Selected passage start

Appellants attempted to persuade the district court that if AGA did not establish the subsidiary corporation before December 31, 2002, AGA would lose “millions” of dollars in tax savings; acting on this information, the district court set an emergency hearing for December 31, 2002, and requested that appellants provide documentation to support their claim. Before the December 31, 2002 meeting, appellants cancelled the emergency hearing without providing the requested documentation, and the hearing was rescheduled for January 28,2003.
Pending the outcome of the January 2003 hearing, the district court ordered appellants not to transfer any AGA assets or operations to a subsidiary, unless appellants could “guarantee the availability of $30,000,000” for a possible judgment in Afremov’s favor. Although appellants produced a letter of credit showing AGA’s assets and available funds, the district court found that the letter was “inadequate as a guarantee.”
On March 26, 2003, the district court ordered equitable relief, pursuant to Minn. Stat. § 302A.751 (2002), which is the Minnesota business corporations statute governing judicial intervention and equitable remedies and dissolution. The March order reads, in part:
1. Until further order of this Court, the Defendants are restrained from creating and/or transferring any of the assets of or operations of AGA to any entity, whether a subsidiary or not, unless the following conditions are met:
a. Defendants Amplatz and Gougeon, personally, and Gougeon, on behalf of AGA, must provide in writing to the Plaintiff their agreement that Plaintiff has and will have an ownership interest in any such entity equal to his current interest in AGA as determined by this litigation;
b. All decisions involving the operations of AGA and any other affiliated entity or subsidiary must be by unanimous vote of Plaintiff Afremov and Defendants Amplatz and Gougeon. If the vote is not unanimous, the proposed action cannot take place.
At a May 1, 2003 hearing, the district court clarified its March 26, 2003 order for temporary injunctive relief (March order) by stating that the unanimity requirement existed whether or not the subsidiary was created. The court stated that the unanimity requirement in the March order applied to “all decisions involving the operations of AGA”; this requirement applied even in the event that AGA did not create a subsidiary corporation or transfer assets and operations to a subsidiary. Appellants then immediately appealed the March order.

Selected passage end
Data section start

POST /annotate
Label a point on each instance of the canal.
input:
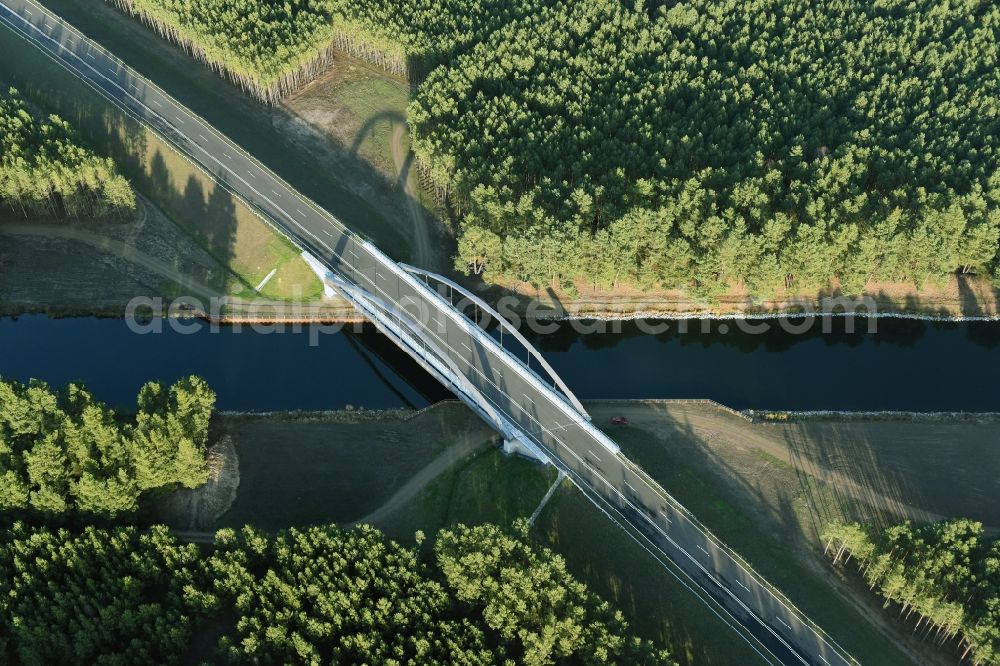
(902, 365)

Data section end

▶ _What you have to do_
Transcribe the stretch of the court ruling from "Appellants attempted to" through "for January 28,2003.". You won't need the data for this.

▶ _Result_
Appellants attempted to persuade the district court that if AGA did not establish the subsidiary corporation before December 31, 2002, AGA would lose “millions” of dollars in tax savings; acting on this information, the district court set an emergency hearing for December 31, 2002, and requested that appellants provide documentation to support their claim. Before the December 31, 2002 meeting, appellants cancelled the emergency hearing without providing the requested documentation, and the hearing was rescheduled for January 28,2003.